RECORDS FOR THIS TASK:

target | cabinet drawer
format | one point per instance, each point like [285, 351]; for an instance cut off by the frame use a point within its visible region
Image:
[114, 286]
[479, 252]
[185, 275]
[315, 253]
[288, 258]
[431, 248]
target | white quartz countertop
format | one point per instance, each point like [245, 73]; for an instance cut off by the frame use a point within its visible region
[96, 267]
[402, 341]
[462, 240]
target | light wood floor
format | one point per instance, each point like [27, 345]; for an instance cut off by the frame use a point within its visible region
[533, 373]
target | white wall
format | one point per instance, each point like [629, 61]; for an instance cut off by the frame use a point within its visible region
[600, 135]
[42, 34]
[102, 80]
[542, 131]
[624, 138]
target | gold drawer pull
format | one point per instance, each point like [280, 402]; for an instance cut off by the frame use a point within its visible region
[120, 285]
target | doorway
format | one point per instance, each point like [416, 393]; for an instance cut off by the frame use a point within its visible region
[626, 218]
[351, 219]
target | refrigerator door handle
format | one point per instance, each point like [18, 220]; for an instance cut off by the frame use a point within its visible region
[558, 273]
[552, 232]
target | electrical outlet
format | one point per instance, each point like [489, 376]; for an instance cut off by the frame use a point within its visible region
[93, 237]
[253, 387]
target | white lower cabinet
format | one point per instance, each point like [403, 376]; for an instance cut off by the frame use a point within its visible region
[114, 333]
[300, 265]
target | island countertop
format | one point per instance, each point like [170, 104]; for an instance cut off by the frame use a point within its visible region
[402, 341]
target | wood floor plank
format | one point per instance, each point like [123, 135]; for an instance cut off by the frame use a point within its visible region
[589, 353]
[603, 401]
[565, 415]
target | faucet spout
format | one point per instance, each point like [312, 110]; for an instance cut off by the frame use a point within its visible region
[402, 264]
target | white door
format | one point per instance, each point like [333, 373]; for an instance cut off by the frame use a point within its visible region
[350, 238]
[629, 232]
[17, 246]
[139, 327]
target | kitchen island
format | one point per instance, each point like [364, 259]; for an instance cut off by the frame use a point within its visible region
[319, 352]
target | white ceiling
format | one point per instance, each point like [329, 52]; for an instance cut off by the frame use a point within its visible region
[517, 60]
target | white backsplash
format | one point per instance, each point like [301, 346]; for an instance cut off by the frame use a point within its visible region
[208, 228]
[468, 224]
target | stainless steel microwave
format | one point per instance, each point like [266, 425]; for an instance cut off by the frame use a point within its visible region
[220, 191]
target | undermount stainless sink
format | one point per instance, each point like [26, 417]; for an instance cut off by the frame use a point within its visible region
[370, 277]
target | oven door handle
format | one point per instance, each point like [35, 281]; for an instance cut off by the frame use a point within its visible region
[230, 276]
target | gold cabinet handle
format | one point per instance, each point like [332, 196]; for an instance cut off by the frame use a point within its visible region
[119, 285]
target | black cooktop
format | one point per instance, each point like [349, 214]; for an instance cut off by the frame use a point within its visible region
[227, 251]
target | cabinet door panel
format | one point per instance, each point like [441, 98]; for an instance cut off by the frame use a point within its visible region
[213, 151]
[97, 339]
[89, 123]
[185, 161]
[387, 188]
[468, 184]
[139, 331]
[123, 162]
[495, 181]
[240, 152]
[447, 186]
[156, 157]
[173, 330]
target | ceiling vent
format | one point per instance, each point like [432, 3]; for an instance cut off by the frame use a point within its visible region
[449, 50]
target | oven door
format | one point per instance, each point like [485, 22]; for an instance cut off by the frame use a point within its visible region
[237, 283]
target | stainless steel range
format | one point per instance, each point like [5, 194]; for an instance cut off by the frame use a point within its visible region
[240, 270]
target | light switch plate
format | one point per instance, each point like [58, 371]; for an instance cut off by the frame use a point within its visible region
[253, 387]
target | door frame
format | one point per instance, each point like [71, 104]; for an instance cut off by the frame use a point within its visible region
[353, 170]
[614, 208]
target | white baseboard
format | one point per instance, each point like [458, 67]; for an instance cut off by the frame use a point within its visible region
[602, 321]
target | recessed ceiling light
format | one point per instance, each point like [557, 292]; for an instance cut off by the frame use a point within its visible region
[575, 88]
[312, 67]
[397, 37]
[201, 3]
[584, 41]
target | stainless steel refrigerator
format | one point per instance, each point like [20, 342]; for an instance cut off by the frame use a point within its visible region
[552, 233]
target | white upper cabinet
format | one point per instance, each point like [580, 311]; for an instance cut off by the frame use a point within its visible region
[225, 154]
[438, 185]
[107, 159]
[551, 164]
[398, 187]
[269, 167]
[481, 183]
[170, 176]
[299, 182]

==

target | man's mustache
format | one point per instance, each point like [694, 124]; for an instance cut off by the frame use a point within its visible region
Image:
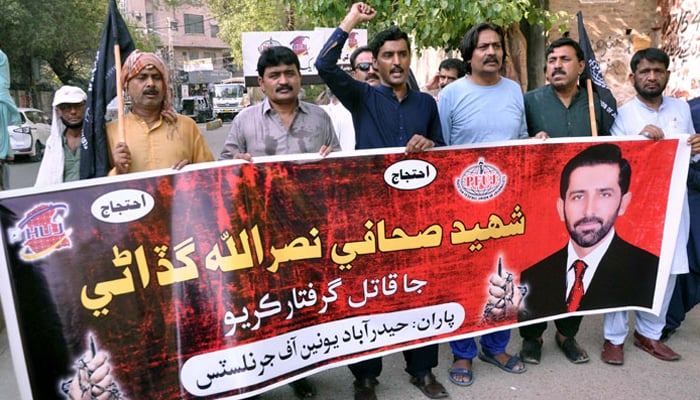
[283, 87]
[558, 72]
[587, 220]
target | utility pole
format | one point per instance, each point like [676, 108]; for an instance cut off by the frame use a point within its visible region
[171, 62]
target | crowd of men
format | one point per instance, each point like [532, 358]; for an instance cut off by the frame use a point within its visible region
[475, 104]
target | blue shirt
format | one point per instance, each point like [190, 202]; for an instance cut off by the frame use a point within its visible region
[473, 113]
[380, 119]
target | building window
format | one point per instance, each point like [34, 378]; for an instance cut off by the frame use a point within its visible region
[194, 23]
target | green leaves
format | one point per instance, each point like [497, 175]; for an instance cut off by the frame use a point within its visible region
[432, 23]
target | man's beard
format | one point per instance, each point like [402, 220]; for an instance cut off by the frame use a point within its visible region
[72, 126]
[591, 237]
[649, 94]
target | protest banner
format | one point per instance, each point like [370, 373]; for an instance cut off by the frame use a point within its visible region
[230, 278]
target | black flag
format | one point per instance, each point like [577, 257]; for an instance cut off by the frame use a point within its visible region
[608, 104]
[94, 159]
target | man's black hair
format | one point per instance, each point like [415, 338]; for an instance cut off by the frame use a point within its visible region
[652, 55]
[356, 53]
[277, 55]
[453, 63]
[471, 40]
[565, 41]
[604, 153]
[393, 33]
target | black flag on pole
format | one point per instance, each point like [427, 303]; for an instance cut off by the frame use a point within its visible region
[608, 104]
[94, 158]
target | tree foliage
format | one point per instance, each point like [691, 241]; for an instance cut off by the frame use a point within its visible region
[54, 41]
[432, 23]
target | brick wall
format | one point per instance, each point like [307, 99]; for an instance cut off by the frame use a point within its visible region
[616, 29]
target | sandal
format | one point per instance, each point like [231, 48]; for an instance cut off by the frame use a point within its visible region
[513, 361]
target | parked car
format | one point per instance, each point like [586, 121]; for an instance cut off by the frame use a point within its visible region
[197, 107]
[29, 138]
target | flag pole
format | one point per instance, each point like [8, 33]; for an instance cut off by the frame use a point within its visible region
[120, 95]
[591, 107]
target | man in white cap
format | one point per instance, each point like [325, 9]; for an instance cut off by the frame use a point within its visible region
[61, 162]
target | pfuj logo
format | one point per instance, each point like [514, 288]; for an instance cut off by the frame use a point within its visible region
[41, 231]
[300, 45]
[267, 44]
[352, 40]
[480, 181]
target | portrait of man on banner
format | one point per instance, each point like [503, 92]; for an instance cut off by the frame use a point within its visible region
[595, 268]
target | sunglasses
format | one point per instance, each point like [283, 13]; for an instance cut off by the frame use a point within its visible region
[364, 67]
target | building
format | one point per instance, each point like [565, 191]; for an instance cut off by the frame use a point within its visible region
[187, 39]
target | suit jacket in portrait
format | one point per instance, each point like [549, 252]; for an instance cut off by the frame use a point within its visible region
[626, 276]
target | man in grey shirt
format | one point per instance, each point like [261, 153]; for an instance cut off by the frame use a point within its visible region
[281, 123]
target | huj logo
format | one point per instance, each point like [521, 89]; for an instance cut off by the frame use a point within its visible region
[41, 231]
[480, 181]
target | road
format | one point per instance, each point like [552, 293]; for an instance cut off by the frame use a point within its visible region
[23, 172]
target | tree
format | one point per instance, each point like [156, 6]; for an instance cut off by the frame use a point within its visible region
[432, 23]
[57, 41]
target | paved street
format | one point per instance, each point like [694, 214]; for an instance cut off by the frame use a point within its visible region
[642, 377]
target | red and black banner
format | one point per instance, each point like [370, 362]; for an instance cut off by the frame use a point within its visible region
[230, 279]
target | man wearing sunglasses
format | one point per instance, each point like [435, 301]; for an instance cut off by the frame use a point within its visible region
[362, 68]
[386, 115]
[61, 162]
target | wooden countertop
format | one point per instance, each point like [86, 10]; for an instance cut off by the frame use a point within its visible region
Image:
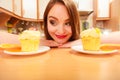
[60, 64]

WRITTEN REQUEST:
Collect every line in the items above that contains the word "steel".

REPLY:
target | stainless steel microwave
target | stainless steel range
target | stainless steel refrigerator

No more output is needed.